• _PROBLEM REQUIREMENTS_:
Omit images. Retype all entries verbatim.

• _DATA TO PROCESS_:
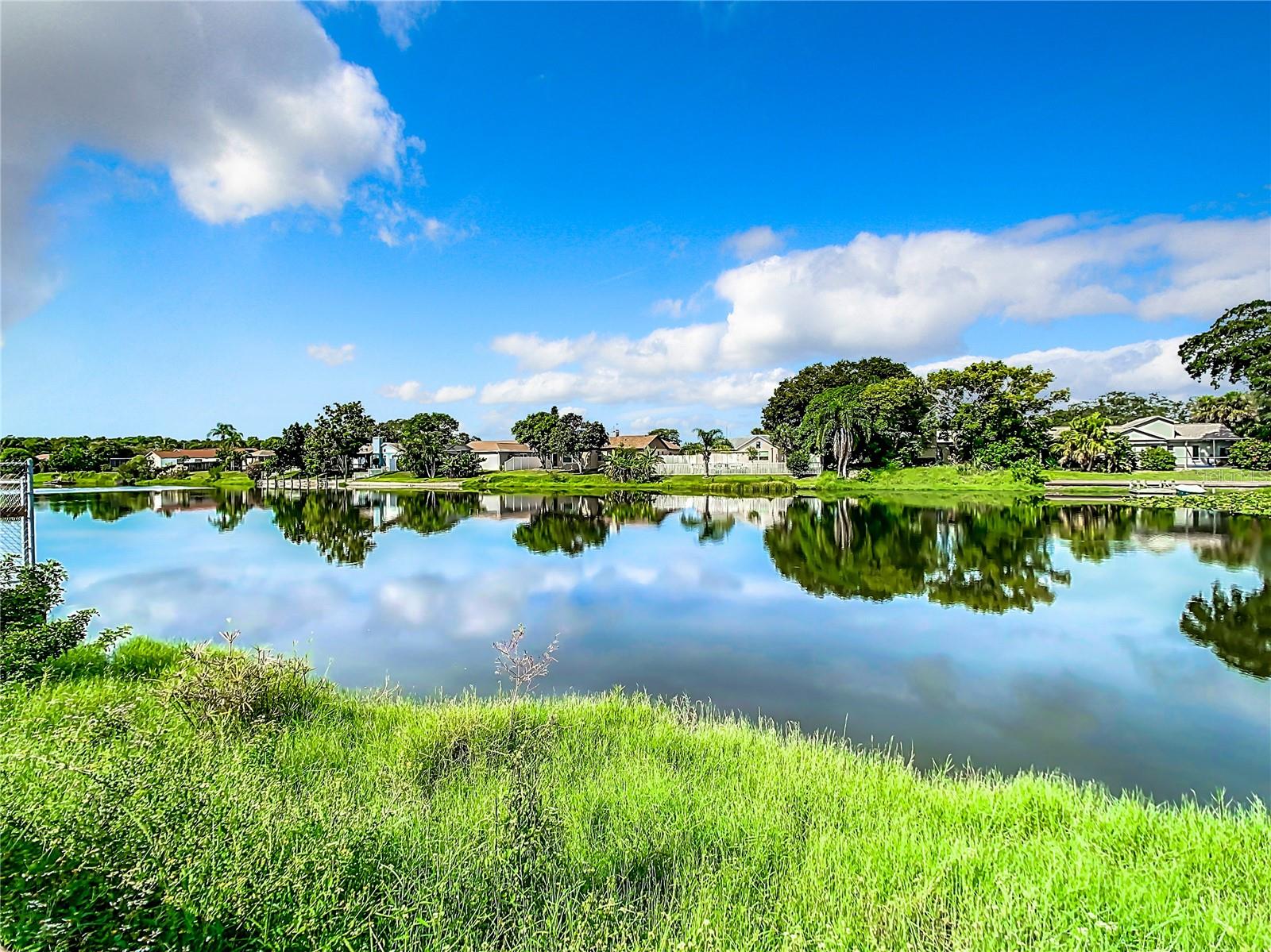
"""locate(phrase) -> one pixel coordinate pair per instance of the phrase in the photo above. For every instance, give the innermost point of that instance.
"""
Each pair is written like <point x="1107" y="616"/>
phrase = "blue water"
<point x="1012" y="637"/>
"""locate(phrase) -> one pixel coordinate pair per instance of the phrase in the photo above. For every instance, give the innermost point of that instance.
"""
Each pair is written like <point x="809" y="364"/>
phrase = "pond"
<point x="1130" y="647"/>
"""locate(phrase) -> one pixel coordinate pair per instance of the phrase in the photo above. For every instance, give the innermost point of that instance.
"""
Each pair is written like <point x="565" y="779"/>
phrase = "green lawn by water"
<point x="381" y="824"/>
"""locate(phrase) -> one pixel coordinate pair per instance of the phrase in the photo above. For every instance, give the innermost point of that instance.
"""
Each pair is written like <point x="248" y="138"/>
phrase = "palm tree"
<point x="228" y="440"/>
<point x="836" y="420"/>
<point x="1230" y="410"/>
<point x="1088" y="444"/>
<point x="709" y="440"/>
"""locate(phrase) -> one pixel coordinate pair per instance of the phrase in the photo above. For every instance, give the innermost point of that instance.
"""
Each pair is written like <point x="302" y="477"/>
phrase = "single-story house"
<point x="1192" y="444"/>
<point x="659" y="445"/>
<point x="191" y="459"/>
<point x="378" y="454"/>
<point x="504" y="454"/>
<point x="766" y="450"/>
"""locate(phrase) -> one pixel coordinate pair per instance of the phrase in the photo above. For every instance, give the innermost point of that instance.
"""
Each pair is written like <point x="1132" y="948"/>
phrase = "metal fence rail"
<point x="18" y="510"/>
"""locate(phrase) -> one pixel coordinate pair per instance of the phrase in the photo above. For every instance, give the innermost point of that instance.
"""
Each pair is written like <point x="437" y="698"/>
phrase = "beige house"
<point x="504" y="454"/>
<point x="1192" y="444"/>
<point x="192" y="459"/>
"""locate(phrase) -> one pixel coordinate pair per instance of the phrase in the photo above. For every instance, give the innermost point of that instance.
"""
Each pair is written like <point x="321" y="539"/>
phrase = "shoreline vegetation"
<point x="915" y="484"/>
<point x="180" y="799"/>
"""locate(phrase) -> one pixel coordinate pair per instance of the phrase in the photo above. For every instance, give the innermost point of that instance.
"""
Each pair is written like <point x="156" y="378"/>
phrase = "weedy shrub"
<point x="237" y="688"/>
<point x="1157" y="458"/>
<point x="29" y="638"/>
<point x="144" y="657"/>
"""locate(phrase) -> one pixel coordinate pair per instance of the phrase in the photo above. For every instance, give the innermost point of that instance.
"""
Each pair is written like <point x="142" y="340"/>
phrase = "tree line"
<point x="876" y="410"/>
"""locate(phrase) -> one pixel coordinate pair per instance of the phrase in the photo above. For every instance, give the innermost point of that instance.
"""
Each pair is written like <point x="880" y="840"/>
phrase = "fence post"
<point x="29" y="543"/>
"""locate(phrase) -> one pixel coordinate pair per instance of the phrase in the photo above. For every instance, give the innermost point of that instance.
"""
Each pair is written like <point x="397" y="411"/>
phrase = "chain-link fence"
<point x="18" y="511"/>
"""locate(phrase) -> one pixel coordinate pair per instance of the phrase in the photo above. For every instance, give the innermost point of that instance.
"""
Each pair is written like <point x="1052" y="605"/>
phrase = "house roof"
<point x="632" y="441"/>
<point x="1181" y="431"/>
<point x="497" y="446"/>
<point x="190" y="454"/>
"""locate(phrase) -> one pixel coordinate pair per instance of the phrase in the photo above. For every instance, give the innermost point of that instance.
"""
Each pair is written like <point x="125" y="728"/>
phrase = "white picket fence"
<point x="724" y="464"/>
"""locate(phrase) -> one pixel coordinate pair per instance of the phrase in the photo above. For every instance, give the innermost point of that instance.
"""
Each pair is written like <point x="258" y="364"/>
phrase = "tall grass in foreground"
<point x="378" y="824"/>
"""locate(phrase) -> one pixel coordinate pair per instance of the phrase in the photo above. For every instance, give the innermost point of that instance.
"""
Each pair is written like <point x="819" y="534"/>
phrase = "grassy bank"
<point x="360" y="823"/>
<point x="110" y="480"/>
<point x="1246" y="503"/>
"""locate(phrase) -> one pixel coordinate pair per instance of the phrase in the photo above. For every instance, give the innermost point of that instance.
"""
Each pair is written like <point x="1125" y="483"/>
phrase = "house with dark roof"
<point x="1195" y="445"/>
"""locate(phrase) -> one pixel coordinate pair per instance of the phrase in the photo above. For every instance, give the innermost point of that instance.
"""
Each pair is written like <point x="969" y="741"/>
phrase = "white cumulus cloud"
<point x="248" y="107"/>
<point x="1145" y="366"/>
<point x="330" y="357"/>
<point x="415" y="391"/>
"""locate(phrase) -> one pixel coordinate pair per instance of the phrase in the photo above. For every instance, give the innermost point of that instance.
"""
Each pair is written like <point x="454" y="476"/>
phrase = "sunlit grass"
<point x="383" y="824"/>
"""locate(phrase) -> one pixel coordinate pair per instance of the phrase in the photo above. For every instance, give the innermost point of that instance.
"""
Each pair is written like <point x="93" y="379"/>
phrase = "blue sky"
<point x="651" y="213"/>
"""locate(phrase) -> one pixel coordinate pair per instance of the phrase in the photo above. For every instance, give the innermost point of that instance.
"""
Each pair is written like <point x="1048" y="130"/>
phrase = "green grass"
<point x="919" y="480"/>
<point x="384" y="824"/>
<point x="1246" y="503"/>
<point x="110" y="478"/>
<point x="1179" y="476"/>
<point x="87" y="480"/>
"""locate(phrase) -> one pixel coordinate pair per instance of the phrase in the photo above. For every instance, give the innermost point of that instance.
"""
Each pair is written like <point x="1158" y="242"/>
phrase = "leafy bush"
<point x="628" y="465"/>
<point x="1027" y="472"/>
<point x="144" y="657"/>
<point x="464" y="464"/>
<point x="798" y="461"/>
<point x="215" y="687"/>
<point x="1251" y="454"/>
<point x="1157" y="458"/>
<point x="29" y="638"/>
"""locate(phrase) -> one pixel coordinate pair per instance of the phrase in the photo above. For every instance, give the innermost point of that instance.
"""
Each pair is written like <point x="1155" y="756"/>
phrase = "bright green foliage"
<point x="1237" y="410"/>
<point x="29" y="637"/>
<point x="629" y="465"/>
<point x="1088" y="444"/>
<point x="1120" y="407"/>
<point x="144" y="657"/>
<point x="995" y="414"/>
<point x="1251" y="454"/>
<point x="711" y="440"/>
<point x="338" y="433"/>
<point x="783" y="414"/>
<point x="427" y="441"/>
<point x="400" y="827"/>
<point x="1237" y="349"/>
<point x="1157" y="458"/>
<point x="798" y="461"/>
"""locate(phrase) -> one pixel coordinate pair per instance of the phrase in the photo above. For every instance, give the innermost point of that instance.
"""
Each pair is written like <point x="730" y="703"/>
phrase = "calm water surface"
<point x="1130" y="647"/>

• _COMPLETED EXERCISE_:
"""locate(phrase) -> one pixel coordinate pair per instance of the phrase in the photo above. For every instance, give the innermost point of that instance.
"""
Each pair is written like <point x="1107" y="616"/>
phrase = "blue water"
<point x="1012" y="637"/>
"""locate(phrase) -> one pixel coordinate pair per instance of the phrase in the photo above. For every instance, give the innermost point of that instance.
"""
Each pair is written like <point x="809" y="364"/>
phrase = "pond"
<point x="1130" y="647"/>
"""locate(phrase) -> one pixel coordinate pair per instance of the phrase in the photo above. For every instance, give the innermost point of that instance.
"""
Each pair is written like <point x="565" y="779"/>
phrase = "green lawn by water"
<point x="381" y="824"/>
"""locate(phrase) -> one pixel coordinate pair per instance of the phrase in the photo above. For every instance, give the innermost point of that instance.
"""
Each pair is written like <point x="248" y="138"/>
phrase = "palm tree"
<point x="228" y="440"/>
<point x="836" y="420"/>
<point x="1230" y="410"/>
<point x="1088" y="444"/>
<point x="709" y="440"/>
"""locate(phrase) -> one pixel coordinate pair per instance of the phrase in the photo above. For every instance, give the innermost point of that instance.
"""
Each pair is written like <point x="302" y="477"/>
phrase = "single-story house"
<point x="1192" y="444"/>
<point x="659" y="445"/>
<point x="191" y="459"/>
<point x="378" y="454"/>
<point x="504" y="454"/>
<point x="766" y="450"/>
"""locate(phrase) -> one pixel coordinate pair per instance of the phrase in the photo above. For every instance, give the innermost point of that instance.
"""
Each pair is written like <point x="1132" y="948"/>
phrase = "metal fence rail"
<point x="18" y="510"/>
"""locate(phrase) -> one pixel coordinate pair per instance of the phrase in the photo above. For every instance, give the innermost point of that instance.
"""
Each pair is written like <point x="437" y="698"/>
phrase = "beige house"
<point x="504" y="454"/>
<point x="1192" y="444"/>
<point x="192" y="459"/>
"""locate(phrase) -> one pixel coordinate pair per instance of the phrase in the photo above. For every instance, give the innermost point of that instance.
"""
Each pair is written like <point x="321" y="539"/>
phrase = "shoreline vegetation"
<point x="915" y="484"/>
<point x="180" y="799"/>
"""locate(phrase) -> one pixel coordinate pair per instance of the phrase in the photo above. For every instance, give the innermost point of that instance.
"""
Each pair is written like <point x="156" y="378"/>
phrase = "weedy shrub"
<point x="237" y="688"/>
<point x="1157" y="458"/>
<point x="29" y="638"/>
<point x="144" y="657"/>
"""locate(phrase) -> one pixel coordinate pair per instance of the phrase in the photo above. For every instance, give the innermost point of that instance.
"""
Each pair is written like <point x="142" y="340"/>
phrase = "tree line"
<point x="876" y="410"/>
"""locate(phrase) -> one pixel coordinate pair per instance of the phrase in the photo above. For every instance, give the innermost point of that instance.
"""
Each pair is written like <point x="880" y="840"/>
phrase = "fence post"
<point x="29" y="543"/>
"""locate(phrase) -> one pixel coordinate pair per instance of the phrase in the photo above. For every instance, give the innermost point of that instance.
"""
Each pair is written like <point x="397" y="411"/>
phrase = "chain-link fence"
<point x="18" y="511"/>
"""locate(phrase) -> one pixel coordinate pair per instance of the phrase in the photo above. For every instance, give the innermost point of that instance.
"""
Each pair is written like <point x="1052" y="605"/>
phrase = "house roof"
<point x="632" y="441"/>
<point x="1181" y="431"/>
<point x="497" y="446"/>
<point x="190" y="454"/>
"""locate(phrase) -> one pixel coordinate pair per instance of the phrase in the photo above. For every instance, give the innermost point of that instance.
"""
Each pair is written like <point x="125" y="728"/>
phrase = "white picket fence"
<point x="724" y="464"/>
"""locate(phrase) -> one pixel coordinate pair per instance of the phrase in the photo above. For every instance, give the innermost point of that instance.
"""
Each pair is written like <point x="258" y="364"/>
phrase = "tall grass in foreground"
<point x="378" y="824"/>
"""locate(phrase) -> one pixel coordinate pair per instance of the phrase in the photo above. For every instance, give the innermost point of that instance.
"""
Each pair is written like <point x="819" y="534"/>
phrase = "grassy bank"
<point x="360" y="823"/>
<point x="110" y="480"/>
<point x="1246" y="503"/>
"""locate(phrase) -> one pixel coordinate pair per instance of the phrase in the photo above. For every instance, give the innermost point of that instance.
"""
Each pair is written like <point x="1125" y="483"/>
phrase = "house with dark roof"
<point x="1195" y="445"/>
"""locate(phrase) -> one pixel coordinate pair per instance of the phrase in the photo above. For every instance, give the innermost point of that instance.
"""
Each pair is written like <point x="969" y="741"/>
phrase = "white cumulus cloud"
<point x="248" y="107"/>
<point x="1145" y="366"/>
<point x="330" y="357"/>
<point x="415" y="391"/>
"""locate(phrase) -> one pixel coordinate pair per instance of the phrase in the photo above. For every instance, give the innermost point of that instance.
"""
Each pair is written like <point x="454" y="476"/>
phrase = "sunlit grass"
<point x="383" y="824"/>
"""locate(phrase) -> one pixel coordinate pair per instance of the phrase in the photo above. For every instance, give the innermost point of that instance.
"""
Each pair is written like <point x="93" y="379"/>
phrase = "blue sky"
<point x="651" y="213"/>
"""locate(phrase) -> one pixel coordinate pair per instance of the phrase in the photo above. For every instance, give the innermost point of that instance.
"""
Each pair is written like <point x="1048" y="130"/>
phrase = "green grass"
<point x="919" y="480"/>
<point x="384" y="824"/>
<point x="1246" y="503"/>
<point x="110" y="478"/>
<point x="1179" y="476"/>
<point x="87" y="480"/>
"""locate(phrase) -> one pixel coordinate pair per instance of the phrase in the photo above. For every instance, give the innermost point of that instance.
"""
Each pair is written like <point x="1158" y="242"/>
phrase = "leafy bush"
<point x="628" y="465"/>
<point x="1027" y="472"/>
<point x="144" y="657"/>
<point x="464" y="464"/>
<point x="798" y="461"/>
<point x="215" y="687"/>
<point x="1251" y="454"/>
<point x="1157" y="458"/>
<point x="29" y="638"/>
"""locate(phrase) -> one pixel coordinate pair per instance of the phrase in the photo above. For every instance, give the innermost point of that instance.
"""
Each pair is written like <point x="1155" y="756"/>
phrase = "bright green foliage"
<point x="1237" y="410"/>
<point x="29" y="637"/>
<point x="629" y="465"/>
<point x="1088" y="444"/>
<point x="1120" y="407"/>
<point x="144" y="657"/>
<point x="995" y="414"/>
<point x="1251" y="454"/>
<point x="711" y="440"/>
<point x="338" y="433"/>
<point x="783" y="414"/>
<point x="427" y="441"/>
<point x="400" y="827"/>
<point x="1237" y="349"/>
<point x="1157" y="458"/>
<point x="798" y="461"/>
"""locate(phrase) -> one pixel coordinate pair per instance of the phrase in the photo above. For every instance, give the innermost point of that instance.
"""
Each pair is written like <point x="730" y="703"/>
phrase = "calm water surface"
<point x="1130" y="647"/>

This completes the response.